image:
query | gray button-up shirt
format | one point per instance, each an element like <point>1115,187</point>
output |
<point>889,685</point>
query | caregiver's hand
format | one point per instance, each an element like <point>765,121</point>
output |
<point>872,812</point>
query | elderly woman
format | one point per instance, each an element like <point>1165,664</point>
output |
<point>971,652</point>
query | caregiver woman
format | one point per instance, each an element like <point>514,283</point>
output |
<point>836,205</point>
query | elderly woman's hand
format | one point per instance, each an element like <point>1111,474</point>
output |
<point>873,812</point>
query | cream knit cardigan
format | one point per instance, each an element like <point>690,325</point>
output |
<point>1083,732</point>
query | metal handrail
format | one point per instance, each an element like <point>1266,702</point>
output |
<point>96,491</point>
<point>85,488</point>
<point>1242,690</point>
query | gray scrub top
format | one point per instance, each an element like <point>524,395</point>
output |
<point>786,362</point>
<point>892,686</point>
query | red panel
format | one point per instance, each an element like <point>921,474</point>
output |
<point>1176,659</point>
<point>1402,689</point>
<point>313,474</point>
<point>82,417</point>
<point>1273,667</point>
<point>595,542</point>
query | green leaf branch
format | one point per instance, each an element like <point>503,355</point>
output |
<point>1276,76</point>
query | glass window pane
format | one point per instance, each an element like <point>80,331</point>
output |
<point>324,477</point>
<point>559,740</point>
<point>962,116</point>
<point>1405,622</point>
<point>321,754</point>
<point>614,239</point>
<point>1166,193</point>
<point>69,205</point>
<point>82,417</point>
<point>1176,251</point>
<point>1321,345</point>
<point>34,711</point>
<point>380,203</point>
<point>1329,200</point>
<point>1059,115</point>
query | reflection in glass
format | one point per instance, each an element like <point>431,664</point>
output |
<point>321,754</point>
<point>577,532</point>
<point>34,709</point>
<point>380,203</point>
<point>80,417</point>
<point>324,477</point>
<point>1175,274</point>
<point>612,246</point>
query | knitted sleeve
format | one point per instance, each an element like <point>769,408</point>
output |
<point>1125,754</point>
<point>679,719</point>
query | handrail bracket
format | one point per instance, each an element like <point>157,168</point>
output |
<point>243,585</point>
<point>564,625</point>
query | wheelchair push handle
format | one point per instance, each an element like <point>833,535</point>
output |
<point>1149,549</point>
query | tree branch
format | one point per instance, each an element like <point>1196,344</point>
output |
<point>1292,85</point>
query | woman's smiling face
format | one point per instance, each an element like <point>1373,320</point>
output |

◆ What to do ◆
Would you print exactly the lines from the first line of the entries above through the line that has "query | elderly woman's hand", both included, and stop there?

◆ Answer area ◆
image:
query | gray button-up shirt
format | one point per instance, each an element like <point>1115,187</point>
output |
<point>889,685</point>
query | caregiver's hand
format | one point per instance, each an element like <point>765,121</point>
output |
<point>872,812</point>
query | elderly woman
format | one point per instance, each an element like <point>1165,664</point>
output |
<point>971,652</point>
query | caregiver woman
format | one point per instance, each an element like <point>514,283</point>
output |
<point>836,205</point>
query | elderly woman's hand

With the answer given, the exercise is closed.